▶ TASK
Output the full listing below exactly as it reads, and skip anything that is a picture.

▶ Records from a point labeling set
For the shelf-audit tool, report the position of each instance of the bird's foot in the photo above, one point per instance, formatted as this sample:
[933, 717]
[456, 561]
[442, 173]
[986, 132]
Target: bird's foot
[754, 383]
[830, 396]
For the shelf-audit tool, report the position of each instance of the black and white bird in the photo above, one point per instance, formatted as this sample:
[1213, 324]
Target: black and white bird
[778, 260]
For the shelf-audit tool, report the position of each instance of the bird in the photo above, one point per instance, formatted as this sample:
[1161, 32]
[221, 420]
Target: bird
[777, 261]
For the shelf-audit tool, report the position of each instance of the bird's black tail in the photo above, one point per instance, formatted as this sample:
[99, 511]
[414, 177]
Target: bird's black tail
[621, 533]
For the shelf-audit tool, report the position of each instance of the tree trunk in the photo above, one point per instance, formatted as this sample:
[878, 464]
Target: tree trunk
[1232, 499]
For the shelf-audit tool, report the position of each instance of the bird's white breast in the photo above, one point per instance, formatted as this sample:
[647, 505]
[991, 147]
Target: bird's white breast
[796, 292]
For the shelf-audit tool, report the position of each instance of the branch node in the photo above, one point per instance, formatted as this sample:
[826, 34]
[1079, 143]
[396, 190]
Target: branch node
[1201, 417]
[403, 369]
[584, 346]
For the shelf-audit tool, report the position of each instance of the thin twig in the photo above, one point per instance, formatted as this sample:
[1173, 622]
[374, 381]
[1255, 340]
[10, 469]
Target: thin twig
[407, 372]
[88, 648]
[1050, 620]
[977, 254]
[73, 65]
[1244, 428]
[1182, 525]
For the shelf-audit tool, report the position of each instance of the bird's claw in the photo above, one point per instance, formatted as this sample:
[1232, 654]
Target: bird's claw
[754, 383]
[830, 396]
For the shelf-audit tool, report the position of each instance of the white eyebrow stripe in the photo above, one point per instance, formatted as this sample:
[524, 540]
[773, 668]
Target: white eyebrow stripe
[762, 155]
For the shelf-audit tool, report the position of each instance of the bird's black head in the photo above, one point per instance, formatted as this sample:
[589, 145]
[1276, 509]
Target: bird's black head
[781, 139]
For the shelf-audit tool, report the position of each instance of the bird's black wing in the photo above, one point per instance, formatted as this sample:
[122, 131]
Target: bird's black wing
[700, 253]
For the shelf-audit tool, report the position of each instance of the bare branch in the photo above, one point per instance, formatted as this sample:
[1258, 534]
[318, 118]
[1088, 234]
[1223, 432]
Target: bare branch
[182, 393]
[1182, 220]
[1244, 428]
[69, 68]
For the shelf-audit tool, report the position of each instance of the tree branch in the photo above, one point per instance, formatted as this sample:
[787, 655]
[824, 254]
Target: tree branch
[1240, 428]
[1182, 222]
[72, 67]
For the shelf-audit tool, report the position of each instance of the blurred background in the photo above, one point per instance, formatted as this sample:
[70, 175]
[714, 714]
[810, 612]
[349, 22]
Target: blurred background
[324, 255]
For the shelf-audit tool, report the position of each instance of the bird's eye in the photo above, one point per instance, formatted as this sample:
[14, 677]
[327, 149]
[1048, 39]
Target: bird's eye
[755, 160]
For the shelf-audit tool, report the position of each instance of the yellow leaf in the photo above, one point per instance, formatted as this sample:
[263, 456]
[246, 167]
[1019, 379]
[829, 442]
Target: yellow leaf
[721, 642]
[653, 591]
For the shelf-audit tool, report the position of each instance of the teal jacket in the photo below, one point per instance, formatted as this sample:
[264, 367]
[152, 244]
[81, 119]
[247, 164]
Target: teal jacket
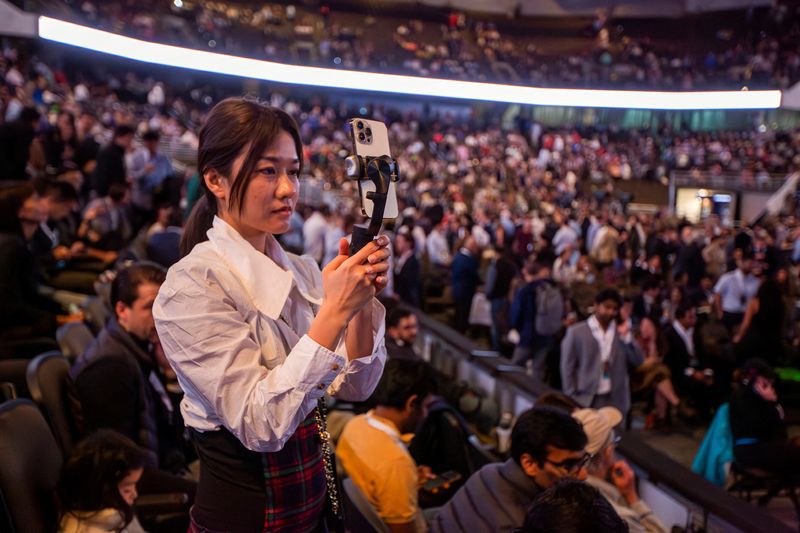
[716, 450]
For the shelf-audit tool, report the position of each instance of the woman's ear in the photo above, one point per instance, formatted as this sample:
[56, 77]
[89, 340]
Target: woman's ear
[217, 184]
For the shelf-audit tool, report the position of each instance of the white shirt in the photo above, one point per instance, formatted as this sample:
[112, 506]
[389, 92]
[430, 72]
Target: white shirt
[605, 338]
[686, 335]
[438, 249]
[224, 316]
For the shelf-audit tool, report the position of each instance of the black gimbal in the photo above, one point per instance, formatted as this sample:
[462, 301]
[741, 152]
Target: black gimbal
[381, 171]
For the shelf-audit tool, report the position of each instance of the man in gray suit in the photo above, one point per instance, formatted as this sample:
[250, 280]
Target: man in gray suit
[596, 355]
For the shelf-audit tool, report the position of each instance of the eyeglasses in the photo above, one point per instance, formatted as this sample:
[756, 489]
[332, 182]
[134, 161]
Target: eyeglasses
[572, 466]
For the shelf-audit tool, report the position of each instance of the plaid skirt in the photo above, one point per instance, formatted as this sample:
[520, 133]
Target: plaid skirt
[293, 485]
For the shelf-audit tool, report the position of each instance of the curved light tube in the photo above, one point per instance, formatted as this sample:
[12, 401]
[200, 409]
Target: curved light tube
[176, 56]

▶ COMPLETE ANSWER
For the shelf-audit tool, report the position of each instance of the bird's foot in the photo above, one point per instance, formatted as this sample:
[933, 717]
[456, 561]
[442, 173]
[986, 132]
Target: bird's foot
[754, 383]
[830, 396]
For the shelf-audit tool, report the position of each instance of the black and white bird in the photo above, one point per instance, formatted as this sample:
[1213, 324]
Target: black and white bird
[778, 260]
For the shelf-audit tool, report the position of each instance of the bird in the photo above, one point per instance, formatted as this sample:
[1161, 32]
[221, 420]
Target: bird
[777, 261]
For the shelf-audit tool, report the position of each instance of the bird's black tail in the photo above, one point per instance, formatted as this sample:
[99, 511]
[414, 177]
Target: bird's black tail
[621, 533]
For the shelf-audit tool, report the position of each instance of the tree trunk in the photo above, one point per instance, formatted as this sample:
[878, 464]
Target: tree trunk
[1232, 499]
For the shelf-audit tool, report the position of each instance of the bird's white breast in the photo above, one point per instance, formatted as this sample:
[647, 505]
[991, 147]
Target: bird's white breast
[796, 292]
For the shelf-audit tool, report the position of each instance of the branch node in the photo above, one point per instance, formatted as this sample:
[826, 34]
[1079, 143]
[396, 190]
Target: branch node
[1201, 417]
[403, 369]
[584, 346]
For the shelf-audit tool, report the position of each instance of the thin twig in the photo above, one point per instance, formatted as this sample:
[1173, 622]
[374, 381]
[1255, 340]
[10, 469]
Target: thin twig
[407, 372]
[88, 648]
[1050, 620]
[977, 254]
[73, 65]
[1244, 428]
[1182, 525]
For the shelf-audit tool, report the position of each instance of the bird's claw in the photo above, one point per instance, formatted as this sample:
[1232, 654]
Target: bird's claw
[754, 383]
[830, 396]
For the shelf-audit tool, report the position of each instance of the white eyebrow stripe in the photo above, one point per instance, formatted as this sample:
[524, 540]
[773, 668]
Target: white eyebrow stripe
[762, 155]
For the shelf-audit tool, report the position of each instance of the bird's black head in the photo above, one point per instance, formatted as this sample:
[589, 145]
[1276, 509]
Target: bird's black head
[781, 139]
For the shelf-audit tool, report the position of each instance of the bird's black wing in the photo above, one point per instance, formatted as this sample:
[122, 131]
Target: bird's black wing
[700, 253]
For the shelf-audit tool, report the position of each instance of the bare branch in the photo above, one point per instance, formatted as this sample:
[1258, 534]
[318, 118]
[1088, 234]
[1223, 432]
Target: bare branch
[182, 393]
[1182, 220]
[1244, 428]
[69, 68]
For the shelf-audit tool, report the position of each instance of the tree branch in the photo above, one point per instance, formatted as this sample:
[787, 655]
[824, 254]
Target: tree branch
[1240, 428]
[1182, 222]
[72, 67]
For the shelf-audit tool, report the position of each instance of the blurred background in the photo above, one point per instance, formatted as this sample:
[70, 175]
[714, 714]
[810, 612]
[349, 22]
Target: blurred background
[324, 255]
For the shelf-audit tool, report the position of each instance of the bird's eye in the photo above, one point per instance, formatted as this sample:
[14, 677]
[327, 149]
[1048, 39]
Target: bird's eye
[755, 160]
For the shelf-audit tool, report the position of each instance of the yellow leaf in the photo above, one point per instance, formatted as this sample:
[263, 456]
[246, 167]
[1019, 379]
[829, 442]
Target: yellow leaf
[721, 642]
[653, 591]
For the shelf-audit tool, report the position of each instance of the teal jacket in the photo below, one point per instance, formatted as this sample:
[264, 367]
[152, 244]
[81, 119]
[247, 164]
Target: teal jacket
[716, 450]
For the shelf-audit tool, report the position of each instance of the woman's ear in the photo above, one point per instance, formatted as this sample:
[56, 77]
[89, 340]
Target: woman's ear
[217, 184]
For the shelf-audit tool, report the position of each instance of the white shirt in the photo above, one point per instance, formatted as this sample:
[112, 506]
[389, 92]
[430, 72]
Target: white shirt
[605, 338]
[686, 335]
[438, 249]
[224, 316]
For the shelf-audit tool, report the position of each instance of the black gimbal in the photo above, one point per instance, formatted as this sample:
[462, 301]
[741, 152]
Target: black gimbal
[381, 171]
For the shelf-audit tool, report the position of each instance of the man in gray suit in the photo above, one point per instance, formatted as this sample:
[250, 280]
Target: man in gray suit
[596, 355]
For the shelf-audit tool, report the position of each instance of the eyeglasses in the photo above, one point per instance, formatted as this sample:
[756, 489]
[332, 182]
[134, 161]
Target: eyeglasses
[572, 466]
For the shelf-audit tool, report the position of each instance of the plaid skirt in the photo above, one point per instance, formatted as this sample:
[520, 133]
Target: plaid skirt
[293, 485]
For the shelf-audit tool, report the position of each instance of the curved light tube in the photo above, one point per instance, formatted as this sample:
[12, 401]
[200, 409]
Target: curved light tube
[176, 56]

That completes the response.